PROBLEMS TO WORK ON
A) Print the stretch of the email reply about tilde prefixes from "On 3/2/21 9:43" through "the same thing.".
B) Answer these questions about the email reply on tilde prefixes:
(i) Who wrote the message being replied to?
(ii) What does `echo ~` print in the example?
(iii) According to the quoted POSIX passage, what character must begin a word for it to have a tilde-prefix?
C) Go on with the email reply about tilde prefixes and $HOME from where it stops.

DOCUMENT SECTION

<<<<

Date: Tue, 2 Mar 2021 10:46:39 -0500
User-agent: Mozilla/5.0 (Macintosh; Intel Mac OS X 10.15; rv:78.0) Gecko/20100101 Thunderbird/78.8.0

On 3/2/21 9:43 AM, Cristian Zoicas wrote:
Hello all

There is a difference in how ~ and HOME are treated when trying to
remove a matching prefix.

Yes, there is. They are not the same thing.


# ~ and $HOME are the same:
#
wj@rogers:~$ echo ~
/home/wj
wj@rogers:~$ echo $HOME
/home/wj


# Nothing is removed (although the entire contents should be removed).
#
wj@rogers:~$ (A="/home/wj////"; echo "A (with prefix)   : ${A}"; echo "A (without prefix): ${A##~*}")
A (with prefix)   : /home/wj////
A (without prefix): /home/wj////

This is the result of a misunderstanding about what constitutes a "tilde
prefix." POSIX says the following:

"A "tilde-prefix" consists of an unquoted <tilde> character at the
beginning of a word, followed by all of the characters preceding the first
unquoted <slash> in the word, or all the characters in the word if there is
no <slash>."

>>>>

EXTRACTED MATERIAL
<<<<

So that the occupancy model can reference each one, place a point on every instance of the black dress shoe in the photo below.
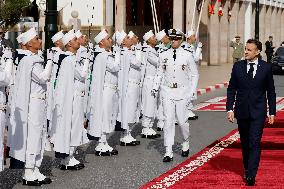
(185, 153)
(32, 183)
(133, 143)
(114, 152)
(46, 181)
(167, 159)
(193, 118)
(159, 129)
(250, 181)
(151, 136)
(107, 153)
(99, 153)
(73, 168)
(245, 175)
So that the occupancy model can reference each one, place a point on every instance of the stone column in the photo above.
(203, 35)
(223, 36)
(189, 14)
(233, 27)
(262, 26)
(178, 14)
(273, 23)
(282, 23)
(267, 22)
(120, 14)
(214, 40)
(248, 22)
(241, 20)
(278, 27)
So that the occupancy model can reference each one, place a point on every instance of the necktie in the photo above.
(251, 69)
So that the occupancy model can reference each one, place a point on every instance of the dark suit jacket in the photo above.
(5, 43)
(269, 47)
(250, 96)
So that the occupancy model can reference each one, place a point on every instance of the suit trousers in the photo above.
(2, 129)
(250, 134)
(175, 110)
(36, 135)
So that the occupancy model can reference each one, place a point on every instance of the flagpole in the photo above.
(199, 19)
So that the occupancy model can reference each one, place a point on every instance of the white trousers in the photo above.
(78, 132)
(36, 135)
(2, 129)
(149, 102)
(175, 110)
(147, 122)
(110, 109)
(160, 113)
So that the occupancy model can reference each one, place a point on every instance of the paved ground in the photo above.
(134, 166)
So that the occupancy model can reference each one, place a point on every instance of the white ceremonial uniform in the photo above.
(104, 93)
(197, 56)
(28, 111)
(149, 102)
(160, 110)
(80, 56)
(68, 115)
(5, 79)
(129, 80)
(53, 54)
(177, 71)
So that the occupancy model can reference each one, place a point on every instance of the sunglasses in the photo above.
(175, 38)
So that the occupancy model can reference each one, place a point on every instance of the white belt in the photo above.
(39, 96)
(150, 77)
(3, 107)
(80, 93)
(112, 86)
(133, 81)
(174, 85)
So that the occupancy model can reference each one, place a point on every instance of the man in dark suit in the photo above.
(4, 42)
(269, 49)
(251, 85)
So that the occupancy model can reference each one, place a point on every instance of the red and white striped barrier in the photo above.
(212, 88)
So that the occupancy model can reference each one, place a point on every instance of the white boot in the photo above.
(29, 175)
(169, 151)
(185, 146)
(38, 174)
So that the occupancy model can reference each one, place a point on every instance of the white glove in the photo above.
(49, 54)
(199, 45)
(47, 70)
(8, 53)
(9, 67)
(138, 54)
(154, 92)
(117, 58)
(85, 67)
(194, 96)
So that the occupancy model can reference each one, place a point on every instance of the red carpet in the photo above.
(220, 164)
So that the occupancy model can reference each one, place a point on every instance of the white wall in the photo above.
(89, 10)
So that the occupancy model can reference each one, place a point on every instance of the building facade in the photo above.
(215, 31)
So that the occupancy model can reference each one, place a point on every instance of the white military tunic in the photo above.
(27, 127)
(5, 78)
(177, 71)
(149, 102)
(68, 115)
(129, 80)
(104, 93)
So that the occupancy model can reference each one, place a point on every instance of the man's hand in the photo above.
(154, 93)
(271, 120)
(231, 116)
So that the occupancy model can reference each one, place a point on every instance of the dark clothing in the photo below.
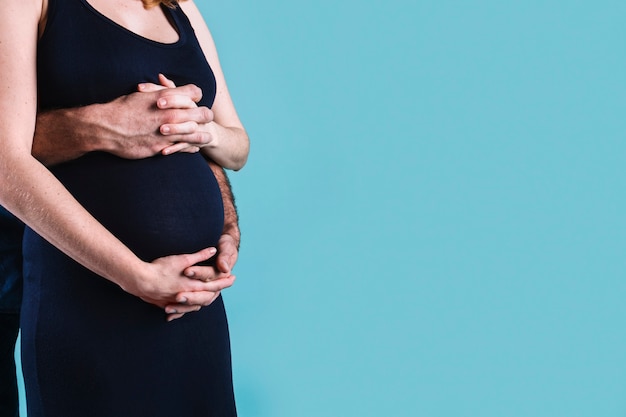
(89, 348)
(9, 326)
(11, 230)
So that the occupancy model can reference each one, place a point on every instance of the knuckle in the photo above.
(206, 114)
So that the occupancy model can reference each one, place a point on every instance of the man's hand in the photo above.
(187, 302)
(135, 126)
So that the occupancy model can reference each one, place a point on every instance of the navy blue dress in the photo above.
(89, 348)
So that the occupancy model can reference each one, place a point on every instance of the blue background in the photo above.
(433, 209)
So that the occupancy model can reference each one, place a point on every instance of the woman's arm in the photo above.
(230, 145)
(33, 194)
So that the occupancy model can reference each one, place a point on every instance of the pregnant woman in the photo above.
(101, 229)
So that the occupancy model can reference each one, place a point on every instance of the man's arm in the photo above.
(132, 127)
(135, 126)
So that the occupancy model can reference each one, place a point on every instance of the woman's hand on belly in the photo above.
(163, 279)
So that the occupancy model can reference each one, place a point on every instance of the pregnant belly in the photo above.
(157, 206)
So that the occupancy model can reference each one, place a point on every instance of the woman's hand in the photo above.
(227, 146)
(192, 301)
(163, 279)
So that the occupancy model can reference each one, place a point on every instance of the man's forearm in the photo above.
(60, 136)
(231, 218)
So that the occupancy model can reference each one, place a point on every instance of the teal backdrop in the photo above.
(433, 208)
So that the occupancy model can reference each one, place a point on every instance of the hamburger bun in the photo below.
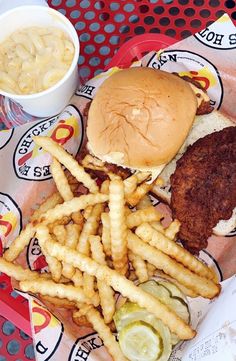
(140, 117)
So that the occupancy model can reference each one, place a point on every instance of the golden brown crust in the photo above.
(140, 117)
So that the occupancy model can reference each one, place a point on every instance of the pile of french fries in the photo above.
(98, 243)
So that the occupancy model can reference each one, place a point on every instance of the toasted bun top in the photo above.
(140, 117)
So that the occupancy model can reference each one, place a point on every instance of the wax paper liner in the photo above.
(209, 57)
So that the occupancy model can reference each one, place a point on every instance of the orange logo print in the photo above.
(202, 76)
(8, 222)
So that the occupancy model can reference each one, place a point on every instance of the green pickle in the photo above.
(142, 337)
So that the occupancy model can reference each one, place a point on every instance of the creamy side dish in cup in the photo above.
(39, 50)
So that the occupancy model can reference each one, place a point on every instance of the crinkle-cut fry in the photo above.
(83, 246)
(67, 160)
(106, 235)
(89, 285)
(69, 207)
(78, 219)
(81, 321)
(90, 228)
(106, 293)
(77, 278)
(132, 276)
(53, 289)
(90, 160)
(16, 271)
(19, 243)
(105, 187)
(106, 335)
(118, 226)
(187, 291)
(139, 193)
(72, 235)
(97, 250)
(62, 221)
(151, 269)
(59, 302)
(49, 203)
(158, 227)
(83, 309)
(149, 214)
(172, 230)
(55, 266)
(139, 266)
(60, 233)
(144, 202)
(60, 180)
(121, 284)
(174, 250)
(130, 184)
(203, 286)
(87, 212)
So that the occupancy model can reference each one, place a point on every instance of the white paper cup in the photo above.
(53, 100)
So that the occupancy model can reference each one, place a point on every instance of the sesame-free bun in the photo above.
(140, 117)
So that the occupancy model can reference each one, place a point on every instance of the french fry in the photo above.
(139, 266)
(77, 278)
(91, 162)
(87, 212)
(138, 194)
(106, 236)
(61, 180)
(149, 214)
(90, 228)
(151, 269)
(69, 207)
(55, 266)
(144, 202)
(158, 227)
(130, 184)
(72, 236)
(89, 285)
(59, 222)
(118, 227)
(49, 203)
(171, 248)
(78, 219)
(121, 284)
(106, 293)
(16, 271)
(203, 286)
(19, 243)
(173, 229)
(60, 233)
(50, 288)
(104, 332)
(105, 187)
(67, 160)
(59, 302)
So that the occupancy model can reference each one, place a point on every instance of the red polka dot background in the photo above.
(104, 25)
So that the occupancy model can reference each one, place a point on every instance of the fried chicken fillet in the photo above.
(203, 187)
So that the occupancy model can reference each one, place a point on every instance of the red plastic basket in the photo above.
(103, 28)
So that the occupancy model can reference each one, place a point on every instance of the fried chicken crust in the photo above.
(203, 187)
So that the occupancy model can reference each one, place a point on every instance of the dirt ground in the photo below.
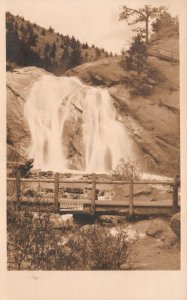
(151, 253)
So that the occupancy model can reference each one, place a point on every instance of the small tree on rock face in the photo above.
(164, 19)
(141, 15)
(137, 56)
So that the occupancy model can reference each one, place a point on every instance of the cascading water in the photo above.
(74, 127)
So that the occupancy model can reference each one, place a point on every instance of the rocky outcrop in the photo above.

>>>>

ANSWERS TO THE EXERCISES
A)
On 3/2/21 9:43 AM, Cristian Zoicas wrote:
Hello all

There is a difference in how ~ and HOME are treated when trying to
remove a matching prefix.

Yes, there is. They are not the same thing.

B)
(i) Cristian Zoicas
(ii) /home/wj
(iii) An unquoted tilde character

C)
In this case, the word is "~*". There is no slash. The tilde-prefix is "~*", which means that the shell tries to look up a user `*', since

"If none of the characters in the tilde-prefix are quoted, the characters
in the tilde-prefix following the <tilde> are treated as a possible login
name from the user database."

That fails, of course, so the tilde prefix is left unchanged. The pattern
is `~*', including the literal tilde, which doesn't match anything in $A,
so the expansion doesn't remove anything.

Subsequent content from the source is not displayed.